TASK: The answer must be the lines from the one containing "# put a dot on each instance of the gravel" through the last line of the data below, copied exactly, with nothing else.

== Segment start ==

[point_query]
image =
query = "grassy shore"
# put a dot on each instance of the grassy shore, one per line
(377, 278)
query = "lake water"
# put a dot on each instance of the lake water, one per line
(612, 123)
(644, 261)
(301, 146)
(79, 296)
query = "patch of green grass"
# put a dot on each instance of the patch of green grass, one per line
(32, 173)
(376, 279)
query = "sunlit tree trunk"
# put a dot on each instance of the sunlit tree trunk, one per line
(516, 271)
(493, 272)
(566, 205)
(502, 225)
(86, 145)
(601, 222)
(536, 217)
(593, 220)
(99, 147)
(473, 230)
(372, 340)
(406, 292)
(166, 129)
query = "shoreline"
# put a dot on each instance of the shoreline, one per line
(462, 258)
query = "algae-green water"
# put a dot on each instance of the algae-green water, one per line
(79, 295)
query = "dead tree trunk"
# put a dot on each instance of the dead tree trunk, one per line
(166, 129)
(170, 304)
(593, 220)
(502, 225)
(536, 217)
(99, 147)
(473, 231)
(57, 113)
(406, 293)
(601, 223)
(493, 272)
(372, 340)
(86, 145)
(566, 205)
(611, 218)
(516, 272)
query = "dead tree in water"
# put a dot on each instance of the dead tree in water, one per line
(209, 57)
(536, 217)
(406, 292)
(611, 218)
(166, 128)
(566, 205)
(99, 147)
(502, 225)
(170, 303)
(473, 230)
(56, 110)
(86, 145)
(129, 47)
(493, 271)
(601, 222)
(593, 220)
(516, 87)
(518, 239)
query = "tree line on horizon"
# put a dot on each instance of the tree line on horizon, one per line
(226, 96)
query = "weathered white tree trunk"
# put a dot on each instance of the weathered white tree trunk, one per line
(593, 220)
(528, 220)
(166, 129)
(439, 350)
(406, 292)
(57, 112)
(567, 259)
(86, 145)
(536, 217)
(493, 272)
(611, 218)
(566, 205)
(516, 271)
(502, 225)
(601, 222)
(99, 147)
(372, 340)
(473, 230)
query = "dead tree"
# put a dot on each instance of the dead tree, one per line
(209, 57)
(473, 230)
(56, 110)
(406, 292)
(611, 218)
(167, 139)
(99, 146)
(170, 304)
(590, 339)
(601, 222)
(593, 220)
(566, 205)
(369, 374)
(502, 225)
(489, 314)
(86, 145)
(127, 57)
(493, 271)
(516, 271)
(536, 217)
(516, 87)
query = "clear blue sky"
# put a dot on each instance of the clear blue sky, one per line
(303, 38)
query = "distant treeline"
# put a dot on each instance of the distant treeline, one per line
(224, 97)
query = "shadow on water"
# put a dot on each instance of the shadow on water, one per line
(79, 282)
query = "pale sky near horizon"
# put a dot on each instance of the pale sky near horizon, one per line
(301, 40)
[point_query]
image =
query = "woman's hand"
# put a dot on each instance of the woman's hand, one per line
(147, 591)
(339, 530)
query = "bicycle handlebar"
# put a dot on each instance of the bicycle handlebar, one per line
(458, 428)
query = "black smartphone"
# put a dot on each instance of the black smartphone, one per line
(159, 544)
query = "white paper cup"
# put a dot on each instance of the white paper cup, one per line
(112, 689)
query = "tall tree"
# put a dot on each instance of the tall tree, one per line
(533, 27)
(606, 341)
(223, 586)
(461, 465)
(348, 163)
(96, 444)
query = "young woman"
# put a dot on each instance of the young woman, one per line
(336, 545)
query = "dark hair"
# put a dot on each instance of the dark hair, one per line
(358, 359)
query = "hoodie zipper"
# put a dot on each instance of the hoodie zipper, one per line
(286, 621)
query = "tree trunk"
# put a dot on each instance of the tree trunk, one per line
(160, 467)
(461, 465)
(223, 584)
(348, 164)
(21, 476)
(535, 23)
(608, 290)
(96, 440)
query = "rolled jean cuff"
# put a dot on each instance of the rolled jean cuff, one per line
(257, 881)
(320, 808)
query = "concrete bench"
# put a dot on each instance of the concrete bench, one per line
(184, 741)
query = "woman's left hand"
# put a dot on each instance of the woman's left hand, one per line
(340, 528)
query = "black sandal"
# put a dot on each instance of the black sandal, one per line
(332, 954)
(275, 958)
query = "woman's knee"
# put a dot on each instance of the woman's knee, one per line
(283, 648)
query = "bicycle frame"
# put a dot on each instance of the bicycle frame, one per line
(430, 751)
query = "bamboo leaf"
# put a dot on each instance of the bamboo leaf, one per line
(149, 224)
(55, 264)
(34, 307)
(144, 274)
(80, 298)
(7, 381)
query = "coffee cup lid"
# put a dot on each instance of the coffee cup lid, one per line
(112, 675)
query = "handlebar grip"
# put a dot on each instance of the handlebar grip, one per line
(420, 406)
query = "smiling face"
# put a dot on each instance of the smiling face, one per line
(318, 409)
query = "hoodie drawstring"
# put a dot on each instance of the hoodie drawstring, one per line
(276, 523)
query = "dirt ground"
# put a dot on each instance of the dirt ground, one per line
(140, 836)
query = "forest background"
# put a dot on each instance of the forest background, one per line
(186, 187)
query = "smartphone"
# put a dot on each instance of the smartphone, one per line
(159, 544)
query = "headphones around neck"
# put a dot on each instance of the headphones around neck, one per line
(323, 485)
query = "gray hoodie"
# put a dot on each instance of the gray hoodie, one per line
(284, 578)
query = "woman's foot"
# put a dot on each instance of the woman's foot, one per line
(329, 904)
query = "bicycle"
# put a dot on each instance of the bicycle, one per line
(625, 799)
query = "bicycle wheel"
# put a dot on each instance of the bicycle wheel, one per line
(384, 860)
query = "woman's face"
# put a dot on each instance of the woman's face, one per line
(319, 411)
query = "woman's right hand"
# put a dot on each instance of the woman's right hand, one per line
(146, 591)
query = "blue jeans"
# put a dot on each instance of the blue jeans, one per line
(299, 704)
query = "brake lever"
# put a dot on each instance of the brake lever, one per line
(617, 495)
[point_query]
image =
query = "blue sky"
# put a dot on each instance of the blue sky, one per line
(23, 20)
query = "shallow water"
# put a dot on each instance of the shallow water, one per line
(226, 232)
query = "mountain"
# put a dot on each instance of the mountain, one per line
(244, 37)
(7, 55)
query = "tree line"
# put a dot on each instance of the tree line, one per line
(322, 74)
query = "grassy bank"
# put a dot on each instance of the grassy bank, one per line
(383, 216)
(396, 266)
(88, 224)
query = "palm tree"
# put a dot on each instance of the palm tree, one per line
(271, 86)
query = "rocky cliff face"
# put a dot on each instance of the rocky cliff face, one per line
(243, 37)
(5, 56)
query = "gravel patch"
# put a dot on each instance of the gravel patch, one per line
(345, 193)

== Segment end ==

ANSWER FOR THE TASK:
# put a dot on each instance of the gravel patch, one per line
(345, 193)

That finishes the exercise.